**TEXTE À LIRE**
CA Paris, 5e ch. B, 19 mai 1988, n° 86-20024

PARIS

Arrêt

Confirmation

PARTIES

Demandeur :

Simoneau, Galipette (Sté)

Défendeur :

Natalys (SA), Roy

COMPOSITION DE LA JURIDICTION

Président :

M. Laplace

Conseillers :

M. Schoux, M. Serre

Avoués :

SCP Teytaud, SCP Paul-Boncour-Faure, SCP Roblin Chaix de Lavarene

Avocats :

Mes Threard, Binder, Cabot.

T. com. Paris, 6e ch., du 10 nov. 1986

10 novembre 1986

La cour statue sur l'appel interjeté par Odette Simoneau et par la société anonyme Galipette du jugement du 10 novembre 1986 du Tribunal de commerce de Paris qui a mis Me Roy et Louisette Bonnet hors de cause, a dit qu'en enfreignant la clause de non-concurrence qui figurait dans les deux contrats d' " agents exclusifs " qu'elle a contractés avec la société anonyme Natalys, Odette Simoneau s'est rendue coupable de quasi-délit de concurrence déloyale, a dit que la société Galipette ne pouvait ignorer cette disposition et l'a condamnée in solidum avec Odette Simoneau, outre aux dépens, à payer à la société Natalys la somme de 347 937 F, toutes causes confondues avec intérêts au taux légal à compter du 1er janvier 1984 et à 3 000 F en application de l'article 700 nouveau Code de procédure civile.

Elle est saisie dans les circonstances de fait et selon la procédure qui vont être exposées.

Le 15 septembre 1967 pour la ville de Challans et le 12 octobre 1972 pour celle de Machecoul la société Natalys a conclu avec Odette Simoneau deux contrats conférant à cette dernière la qualité d'agent revendeur exclusif sous certaines réserves pour l'achat et la revente de ses produits sans être le mandataire de la société Natalys.

Les avenants du 15 septembre 1968 au premier contrat et du 12 octobre 1972 au second contrat ont stipulé que la société Natalys s'engageait à fournir à Odette Simoneau une " consignation " des marchandises pour un stock de 40 000 F au départ pour le premier contrat et de 75 000 F pour le second.

Par lettre du 30 juin 1983 Odette Simoneau a notifié à la société Natalys sa décision de ne pas renouveler les deux contrats au-delà du 31 décembre 1983.

**DONNÉES FOURNIES**
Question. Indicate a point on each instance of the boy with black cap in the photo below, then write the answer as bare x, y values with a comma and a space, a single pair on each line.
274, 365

**CONSIGNES**
A) Répondez à ces questions sur l'arrêt :
(i) Quelle juridiction a rendu le jugement du 10 novembre 1986 ?
(ii) Quel était le montant du stock en consignation prévu au départ pour le premier contrat ?
(iii) Au-delà de quelle date Odette Simoneau a-t-elle décidé de ne pas renouveler les deux contrats ?
B) Extrayez de l'arrêt le passage compris entre « Elle est saisie » et « la société Natalys. », bornes incluses.
C) Rédigez la suite de l'arrêt sur le litige entre Odette Simoneau et la société Natalys, à partir de sa dernière phrase.
Les lignes n'ont aucun rapport avec l'arrêt.

**RÉPONSES**
A)
(i) Le Tribunal de commerce de Paris.
(ii) 40 000 F.
(iii) Le 31 décembre 1983.

B)
Elle est saisie dans les circonstances de fait et selon la procédure qui vont être exposées.

Le 15 septembre 1967 pour la ville de Challans et le 12 octobre 1972 pour celle de Machecoul la société Natalys a conclu avec Odette Simoneau deux contrats conférant à cette dernière la qualité d'agent revendeur exclusif sous certaines réserves pour l'achat et la revente de ses produits sans être le mandataire de la société Natalys.

C)
Cette société, après avoir fait constater par actes d'huissier du 16 août 1984 pour Challans et du 27 décembre 1984 pour Machecoul qu'une dame Bonnet, à Machecoul et qu'une société Galipette constituée par Odette Simoneau, à Challans, vendaient dans les magasins qu'avait exploités celle-ci des produits concurrents malgré la clause de non-concurrence qui figurait aux deux contrats pour les autres années suivant la fin de ceux-ci, a saisi le Tribunal de commerce d'une demande tendant à la condamnation d'Odette Simoneau à lui payer 470 770 F et de la société Galipette à lui payer 347 937 F de dommages-intérêts pour concurrence déloyale et 15 000 F au titre de l'article 700 nouveau Code de procédure civile et à la déclaration de jugement commun à l'égard de Mme Bonnet, successeur de la société Galipette pour le fonds de commerce de Machecoul et de Me Roy, notaire, qui avait rédigé l'acte de vente de celui-ci.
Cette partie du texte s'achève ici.